[Start of Document]

Abbas Yazdinejad et al. [20] proposed a novel Blockchain-enabled Packet Parser (BPP) architecture that depends on the features used in security. They employed a multivariate correlation approach on the packets in traffic to detect the attack. The authors Reza M. Parizi et al. [21] addressed Privacy Enhancing Techniques - Enabled with Side-chain (PETES) using Garlic Routing and Onion Routing (GOR) framework in blockchain structure. Abbas Yazdinejad [22] illustrated an SDN architecture using public and private blockchains enabled in P2P network communication for IoT applications. This document suggested a new routing protocol with a clustered structure to increase energy efficiency.

Intruders intrude in the stream of working architecture with a fake identity and try to grasp the data or damage the data in the regular-stream. Authentication is an essential tool to trust the devices/ nodes which sink/source the data from the protected set of network architecture. IoT research promoters advocate various valuable novel ideas for authentication to increase the security level of the complete architecture and defend it from destructive actions. SanazKavianpour et al. [23] reviewed the different authentication approaches to secure the IoT security and discussed the problems and opportunities of each approach. J. Wang et al. [24]. Suggested a blockchain for edge empowered smart grid using a mutual authentication protocol. L. Xiong et al. [25] introduced a new authentication method to enhance privacy in-network.

J. Wan et al. [26] recommended a decentralized blockchain structure for industrial IoT applications and the authors Z. Lu et al. of [27] contributed a privacy maintaining authentication framework. The authors L. Li et al. [28] initiated another privacy maintaining technique for credit coin application. Day by day, attackers follow new tactics to attack the network, which deteriorate the nature of the system and to reduce its importance. So the purpose of the design of the new architecture of the network will not be solved, and the designers try to introduce new anti-attacking strategies/ strengthen the securities in the network. Many authors concentrated their attention on network security. They initiated the research to maintain the privacy management architecture using blockchain M. U. Hassan et al. [29] proposed a privacy maintaining technique in mobile networks and services, particularly for 5G IoT systems.

Exploits the advantages of blockchain technology in access control mechanisms of resources, makes it very efficient in IoT and other applications. In this direction, the authors M. Ma et al. [30], S. Ding et al. [31], Z. Liu et al. [32] and M. Yang et al. [33] conducted their research and proposed their individual blockchain-based access control techniques. These expedited the study on the blockchain and invigorated the attention of scientist to find out more application using blockchain with P2P networks. Blockchain provides distributed ledger and decentralized resource allocation. Hence it is an appropriate technology for communication networks to solve the key issues and provide better solutions. Blockchain helps to maintain reliable resource allocation for video transcoding and delivery, as suggested by the author Y. Liu et al. [34], and for the purpose of efficient spectrum management by the researchers M. B. Weiss et al. [35]. Dynamic spectrum access using blockchain technology was described btK.Kotobi and S. G. Bilen [36].

[End of Document]
[Start of Data provided]

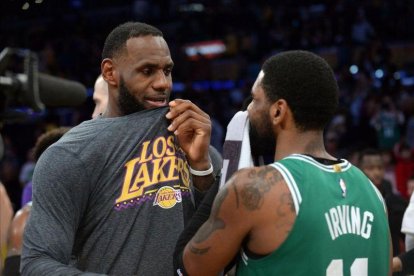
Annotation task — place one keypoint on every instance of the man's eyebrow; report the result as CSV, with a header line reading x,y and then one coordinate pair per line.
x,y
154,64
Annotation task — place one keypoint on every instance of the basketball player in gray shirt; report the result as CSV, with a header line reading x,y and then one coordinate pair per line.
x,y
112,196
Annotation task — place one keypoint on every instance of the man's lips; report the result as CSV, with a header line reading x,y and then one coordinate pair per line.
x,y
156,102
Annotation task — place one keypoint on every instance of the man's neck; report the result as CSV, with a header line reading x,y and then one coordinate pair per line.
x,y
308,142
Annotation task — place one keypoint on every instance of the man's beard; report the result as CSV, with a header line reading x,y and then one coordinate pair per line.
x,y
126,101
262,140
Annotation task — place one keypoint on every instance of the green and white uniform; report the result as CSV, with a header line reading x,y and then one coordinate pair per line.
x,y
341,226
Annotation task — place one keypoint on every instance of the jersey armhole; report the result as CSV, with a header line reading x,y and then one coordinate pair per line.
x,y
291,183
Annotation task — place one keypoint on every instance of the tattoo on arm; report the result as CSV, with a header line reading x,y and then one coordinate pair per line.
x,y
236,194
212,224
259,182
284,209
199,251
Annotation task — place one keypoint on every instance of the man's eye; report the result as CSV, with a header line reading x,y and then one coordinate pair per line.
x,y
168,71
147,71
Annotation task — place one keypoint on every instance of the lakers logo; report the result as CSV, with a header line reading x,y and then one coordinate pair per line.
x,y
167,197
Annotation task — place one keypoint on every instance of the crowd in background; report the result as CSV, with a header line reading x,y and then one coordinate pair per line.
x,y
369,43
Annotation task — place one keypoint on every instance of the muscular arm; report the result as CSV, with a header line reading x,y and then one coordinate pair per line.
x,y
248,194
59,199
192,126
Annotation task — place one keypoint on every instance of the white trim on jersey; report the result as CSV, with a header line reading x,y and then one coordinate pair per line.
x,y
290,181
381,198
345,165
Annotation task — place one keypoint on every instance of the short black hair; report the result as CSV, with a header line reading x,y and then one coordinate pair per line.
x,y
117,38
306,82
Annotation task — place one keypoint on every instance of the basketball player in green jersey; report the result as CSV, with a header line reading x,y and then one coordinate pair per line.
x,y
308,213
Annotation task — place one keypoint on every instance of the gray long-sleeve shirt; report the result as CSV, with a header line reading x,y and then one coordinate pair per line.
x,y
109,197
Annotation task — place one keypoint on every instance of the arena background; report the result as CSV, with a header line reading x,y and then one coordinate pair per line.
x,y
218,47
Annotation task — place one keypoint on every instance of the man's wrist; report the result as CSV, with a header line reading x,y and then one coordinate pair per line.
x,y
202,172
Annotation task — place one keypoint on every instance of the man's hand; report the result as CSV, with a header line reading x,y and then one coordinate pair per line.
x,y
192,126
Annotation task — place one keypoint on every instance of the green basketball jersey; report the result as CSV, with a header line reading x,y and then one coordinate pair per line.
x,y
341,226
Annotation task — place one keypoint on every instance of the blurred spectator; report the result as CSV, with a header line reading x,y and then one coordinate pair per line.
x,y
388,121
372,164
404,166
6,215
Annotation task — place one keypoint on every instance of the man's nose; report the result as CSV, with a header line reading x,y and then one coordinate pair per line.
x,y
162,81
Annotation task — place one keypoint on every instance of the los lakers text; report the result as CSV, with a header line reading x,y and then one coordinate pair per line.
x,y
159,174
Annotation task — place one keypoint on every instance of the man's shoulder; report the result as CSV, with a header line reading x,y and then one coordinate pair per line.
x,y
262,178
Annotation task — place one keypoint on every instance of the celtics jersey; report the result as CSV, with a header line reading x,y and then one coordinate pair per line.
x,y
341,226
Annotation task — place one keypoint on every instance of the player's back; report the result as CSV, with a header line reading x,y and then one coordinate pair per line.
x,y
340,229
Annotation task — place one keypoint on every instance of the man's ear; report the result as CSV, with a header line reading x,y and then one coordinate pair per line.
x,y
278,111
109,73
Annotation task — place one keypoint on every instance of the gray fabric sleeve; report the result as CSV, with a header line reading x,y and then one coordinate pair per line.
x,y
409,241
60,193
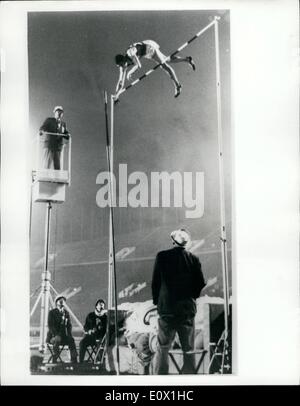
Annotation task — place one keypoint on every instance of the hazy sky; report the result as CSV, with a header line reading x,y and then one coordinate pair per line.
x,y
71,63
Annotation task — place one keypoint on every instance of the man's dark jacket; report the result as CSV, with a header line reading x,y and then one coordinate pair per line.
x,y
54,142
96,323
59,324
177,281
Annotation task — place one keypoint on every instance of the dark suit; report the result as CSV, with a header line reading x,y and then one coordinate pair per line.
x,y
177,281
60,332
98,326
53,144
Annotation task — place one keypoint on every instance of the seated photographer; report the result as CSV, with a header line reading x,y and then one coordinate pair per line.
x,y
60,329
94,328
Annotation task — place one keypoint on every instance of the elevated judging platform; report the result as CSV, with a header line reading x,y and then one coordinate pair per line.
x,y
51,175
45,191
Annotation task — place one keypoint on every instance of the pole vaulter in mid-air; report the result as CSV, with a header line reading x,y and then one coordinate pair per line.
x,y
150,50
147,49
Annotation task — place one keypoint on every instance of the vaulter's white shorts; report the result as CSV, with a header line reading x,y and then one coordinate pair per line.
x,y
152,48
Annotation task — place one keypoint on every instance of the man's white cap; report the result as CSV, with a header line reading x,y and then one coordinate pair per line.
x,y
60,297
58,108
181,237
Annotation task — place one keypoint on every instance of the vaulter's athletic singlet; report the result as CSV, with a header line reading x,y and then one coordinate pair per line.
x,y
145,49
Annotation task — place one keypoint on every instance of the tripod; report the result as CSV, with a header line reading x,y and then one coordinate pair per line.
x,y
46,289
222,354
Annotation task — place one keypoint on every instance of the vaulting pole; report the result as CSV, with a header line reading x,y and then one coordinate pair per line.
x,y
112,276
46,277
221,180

[End of Data provided]
[Start of Data provided]

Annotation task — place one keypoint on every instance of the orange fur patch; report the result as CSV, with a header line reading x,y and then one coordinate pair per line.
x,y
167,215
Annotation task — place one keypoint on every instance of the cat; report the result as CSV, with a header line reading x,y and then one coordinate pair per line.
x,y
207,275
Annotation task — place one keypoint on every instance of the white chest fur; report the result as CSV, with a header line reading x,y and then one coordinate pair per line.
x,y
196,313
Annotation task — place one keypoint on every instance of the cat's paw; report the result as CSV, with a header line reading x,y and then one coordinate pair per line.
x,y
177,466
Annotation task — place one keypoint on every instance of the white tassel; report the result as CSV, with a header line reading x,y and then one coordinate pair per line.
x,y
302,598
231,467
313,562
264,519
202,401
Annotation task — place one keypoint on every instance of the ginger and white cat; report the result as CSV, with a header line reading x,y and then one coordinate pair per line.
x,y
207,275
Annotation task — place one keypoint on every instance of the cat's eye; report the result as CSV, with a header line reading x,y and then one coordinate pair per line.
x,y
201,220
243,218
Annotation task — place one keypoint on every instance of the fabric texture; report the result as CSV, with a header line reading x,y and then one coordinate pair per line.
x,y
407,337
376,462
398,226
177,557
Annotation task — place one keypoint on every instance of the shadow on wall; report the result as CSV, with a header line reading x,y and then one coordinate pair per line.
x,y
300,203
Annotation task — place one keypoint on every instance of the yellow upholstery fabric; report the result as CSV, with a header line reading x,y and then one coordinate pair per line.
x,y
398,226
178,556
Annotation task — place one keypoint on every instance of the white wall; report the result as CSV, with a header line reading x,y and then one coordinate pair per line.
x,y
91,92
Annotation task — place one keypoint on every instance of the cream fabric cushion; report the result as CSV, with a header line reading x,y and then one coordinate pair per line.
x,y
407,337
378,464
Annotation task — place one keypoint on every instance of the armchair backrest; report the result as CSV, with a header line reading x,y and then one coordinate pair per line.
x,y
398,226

[End of Data provided]
[Start of Data provided]

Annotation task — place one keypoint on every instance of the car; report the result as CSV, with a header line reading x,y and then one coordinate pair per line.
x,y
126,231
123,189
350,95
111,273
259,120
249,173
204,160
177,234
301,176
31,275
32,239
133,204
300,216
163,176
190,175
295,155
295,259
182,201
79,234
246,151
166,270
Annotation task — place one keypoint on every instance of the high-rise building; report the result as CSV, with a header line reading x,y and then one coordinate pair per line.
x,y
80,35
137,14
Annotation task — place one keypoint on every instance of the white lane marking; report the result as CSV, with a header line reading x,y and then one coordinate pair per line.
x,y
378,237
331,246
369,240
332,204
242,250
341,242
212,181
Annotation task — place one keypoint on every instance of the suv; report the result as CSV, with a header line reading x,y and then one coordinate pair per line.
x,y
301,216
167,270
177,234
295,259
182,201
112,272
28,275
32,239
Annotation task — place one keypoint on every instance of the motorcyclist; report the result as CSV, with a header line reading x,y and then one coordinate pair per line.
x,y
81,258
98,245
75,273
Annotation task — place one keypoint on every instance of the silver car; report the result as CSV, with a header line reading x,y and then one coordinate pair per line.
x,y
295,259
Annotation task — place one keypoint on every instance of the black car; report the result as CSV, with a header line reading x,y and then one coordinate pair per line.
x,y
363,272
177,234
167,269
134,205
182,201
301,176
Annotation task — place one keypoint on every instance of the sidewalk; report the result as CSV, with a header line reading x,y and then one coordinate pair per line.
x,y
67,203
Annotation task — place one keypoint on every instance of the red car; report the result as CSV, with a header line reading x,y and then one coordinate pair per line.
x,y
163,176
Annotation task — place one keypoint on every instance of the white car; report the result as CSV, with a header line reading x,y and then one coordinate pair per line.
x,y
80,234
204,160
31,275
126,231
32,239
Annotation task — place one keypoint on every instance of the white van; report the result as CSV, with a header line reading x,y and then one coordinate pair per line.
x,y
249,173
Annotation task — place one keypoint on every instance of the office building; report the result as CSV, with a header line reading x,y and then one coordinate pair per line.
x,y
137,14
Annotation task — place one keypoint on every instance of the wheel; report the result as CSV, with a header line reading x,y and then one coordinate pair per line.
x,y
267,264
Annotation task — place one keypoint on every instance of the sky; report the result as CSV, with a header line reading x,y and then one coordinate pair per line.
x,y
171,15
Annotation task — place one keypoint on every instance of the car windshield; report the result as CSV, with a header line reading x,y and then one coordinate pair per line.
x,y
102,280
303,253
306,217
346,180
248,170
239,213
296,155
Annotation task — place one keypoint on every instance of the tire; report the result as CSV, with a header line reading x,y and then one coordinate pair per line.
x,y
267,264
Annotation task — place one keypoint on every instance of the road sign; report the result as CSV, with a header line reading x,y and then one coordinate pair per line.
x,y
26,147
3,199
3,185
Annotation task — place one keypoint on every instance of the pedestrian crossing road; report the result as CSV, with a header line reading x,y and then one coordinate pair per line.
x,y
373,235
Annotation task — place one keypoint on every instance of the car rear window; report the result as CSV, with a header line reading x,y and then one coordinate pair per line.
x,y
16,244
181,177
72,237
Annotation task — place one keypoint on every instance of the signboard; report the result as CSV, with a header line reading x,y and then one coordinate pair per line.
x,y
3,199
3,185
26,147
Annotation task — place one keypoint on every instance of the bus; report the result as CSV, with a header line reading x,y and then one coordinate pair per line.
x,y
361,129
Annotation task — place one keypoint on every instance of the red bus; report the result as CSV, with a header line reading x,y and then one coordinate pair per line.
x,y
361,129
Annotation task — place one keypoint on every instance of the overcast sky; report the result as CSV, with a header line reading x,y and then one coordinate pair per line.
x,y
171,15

[End of Data provided]

* [Brief A]:
Locate every line in the listing that contains the word "wall", and copy each of those lines.
* [Brief B]:
Please carry on the review of blockchain research for IoT security, picking up after its final sentence.

* [Expected answer A]:
Annotation task — place one keypoint on every instance of the shadow on wall; report the result as CSV, with a header line reading x,y and then one coordinate pair per line.
Annotation task — place one keypoint on every instance of the white wall; report the result as CSV, with a header line reading x,y and then one coordinate pair per line.

* [Expected answer B]:
Data transmission, Data storage and Data sharing are essential processes in IoT networks. Here, security challenges, data centre cost management and less complexity in computations are the bottlenecks. W. Liang et al. [37], contributed their work to propose a secure data transmission technique and C. H. Liu et al. [38] suggested a secure data collection technique for Industrial IoTs using blockchain. D. Li et al. [39] encouraged the blockchain decentralized architecture to secure data storage, and K. Fan et al. [40] discussed the blockchain-based data sharing techniques. Moreover, new methods to handle the problems of delay due to procrastination in auditing was addressed by Y. Zhang et al. [41] and they proposed a solution for cloud storage using blockchain.

The authors Aakanksha Tewari and B.B. Gupta [42], proposed an authentication method based on ECC mechanism involving RF ID tags for IoT applications. The novelty of this work is producing the new public and private key pseudo random number generator and ECE for every session. The authors proved security of RF ID authentication protocol used in this work through security analysis. The blockchain technology has been known for its robustness in securing the system. We have public and private blockchain. The blockchain is decentralised P2P networks. Online purchasers use to refer to the Reputation evaluation system. Typically, the system uses a third party to manage such systems. The use of the third party risks the privacy of the users. Haoxuan Li, et al [43] addressed the issue of privacy, blockchain stores the evaluation information instead of the third party. The consistent technological improvements in communication and the use of newer technologies with gaps endanger security while transmitting data. It is all the more relevant in securing IoT where we need to protect connected heterogeneous devices in the network. Christos Stergiou et al. [44] introduces one novel system which integrates IoT with cloud computing. It presents a new architecture wherein it places a security wall between the internet and the cloud which takes care of all the security issues. The cloud now takes care of the privacy issues.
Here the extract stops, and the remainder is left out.